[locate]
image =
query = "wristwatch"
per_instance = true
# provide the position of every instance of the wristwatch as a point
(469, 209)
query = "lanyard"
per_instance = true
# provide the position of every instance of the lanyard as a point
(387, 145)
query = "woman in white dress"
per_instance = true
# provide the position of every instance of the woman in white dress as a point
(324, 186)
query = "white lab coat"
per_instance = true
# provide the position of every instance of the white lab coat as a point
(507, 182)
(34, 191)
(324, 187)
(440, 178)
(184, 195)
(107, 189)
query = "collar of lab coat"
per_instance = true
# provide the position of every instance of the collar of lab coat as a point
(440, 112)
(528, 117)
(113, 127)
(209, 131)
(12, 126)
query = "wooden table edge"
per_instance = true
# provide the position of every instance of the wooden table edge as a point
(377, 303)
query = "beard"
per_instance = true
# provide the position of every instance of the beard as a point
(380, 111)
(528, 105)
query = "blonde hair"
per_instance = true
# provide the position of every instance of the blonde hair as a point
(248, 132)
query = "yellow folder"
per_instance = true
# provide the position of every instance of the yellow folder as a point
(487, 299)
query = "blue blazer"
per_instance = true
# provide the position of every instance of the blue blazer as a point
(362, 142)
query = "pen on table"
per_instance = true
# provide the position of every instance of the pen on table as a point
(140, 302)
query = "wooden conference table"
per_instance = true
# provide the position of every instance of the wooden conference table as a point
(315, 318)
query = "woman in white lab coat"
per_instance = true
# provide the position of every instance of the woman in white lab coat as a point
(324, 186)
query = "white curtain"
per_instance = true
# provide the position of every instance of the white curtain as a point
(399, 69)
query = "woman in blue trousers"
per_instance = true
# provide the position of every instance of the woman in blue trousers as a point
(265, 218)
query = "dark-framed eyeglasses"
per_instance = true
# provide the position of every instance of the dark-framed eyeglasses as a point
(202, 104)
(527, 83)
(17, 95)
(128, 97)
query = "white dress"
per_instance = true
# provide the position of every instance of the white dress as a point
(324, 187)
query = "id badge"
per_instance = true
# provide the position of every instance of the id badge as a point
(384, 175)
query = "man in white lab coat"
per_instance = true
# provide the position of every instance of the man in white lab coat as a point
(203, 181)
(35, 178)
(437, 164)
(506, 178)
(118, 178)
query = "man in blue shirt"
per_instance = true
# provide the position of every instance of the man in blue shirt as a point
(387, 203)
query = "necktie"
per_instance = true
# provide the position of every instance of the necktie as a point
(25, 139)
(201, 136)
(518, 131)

• **Problem to solve**:
Write every record out again, unaltered.

• **Written response**:
[locate]
image =
query = "wristwatch"
per_instance = true
# provide the position of every instance of the wristwatch as a point
(469, 209)
query = "lanyard"
per_instance = true
# provide the position of every instance of the lanyard as a point
(387, 145)
query = "woman in white dress"
per_instance = true
# provide the position of every instance of the woman in white dress as a point
(324, 186)
query = "white lab coat"
per_instance = true
# provide the position of every instance of the white lab coat as a point
(507, 182)
(34, 191)
(324, 187)
(440, 178)
(184, 195)
(107, 189)
query = "collar of lab coat"
per_instance = true
# provide the position of every instance of the collar of lab coat as a point
(440, 112)
(528, 117)
(113, 127)
(209, 131)
(12, 126)
query = "wooden table edge"
per_instance = true
# provide the position of every instance of the wooden table edge as a point
(377, 303)
query = "beard"
per_instance = true
# provide the position of every instance of the beard as a point
(380, 111)
(528, 105)
query = "blonde hair"
per_instance = true
# provide the position of every instance of the blonde hair as a point
(248, 132)
query = "yellow folder"
per_instance = true
# provide the position of every instance of the yellow folder as a point
(487, 299)
query = "blue blazer"
per_instance = true
# provide the position of every instance of the blue blazer as a point
(362, 142)
query = "pen on table"
per_instance = true
# provide the position of every instance of the pen on table as a point
(140, 302)
query = "wooden conference table"
per_instance = true
# provide the position of every instance of the wooden conference table as a point
(315, 318)
query = "woman in white lab coat"
per_instance = true
# provide the position of every instance of the woman in white lab coat as a point
(324, 186)
query = "white curtain"
per_instance = true
# provide the position of every instance of the white curtain as a point
(399, 69)
query = "woman in blue trousers"
per_instance = true
# provide the position of every instance of the woman in blue trousers as a point
(265, 218)
query = "dark-framed eyeglasses"
per_instance = true
# provide the position of every instance of the dark-framed eyeglasses as a point
(202, 104)
(527, 83)
(17, 95)
(128, 97)
query = "white dress"
per_instance = true
# provide the position of every instance of the white dress as a point
(324, 187)
query = "id badge"
per_instance = true
# provide the position of every instance of the id badge as a point
(384, 175)
query = "man in white lab coat"
per_instance = true
# provide the position of every instance of the man in white lab coat as a point
(203, 181)
(35, 178)
(437, 164)
(506, 178)
(118, 178)
query = "man in blue shirt"
per_instance = true
# provide the position of every instance of the man in blue shirt as a point
(387, 203)
query = "necktie"
per_instance = true
# provide the position of every instance of the necktie as a point
(25, 139)
(201, 136)
(518, 131)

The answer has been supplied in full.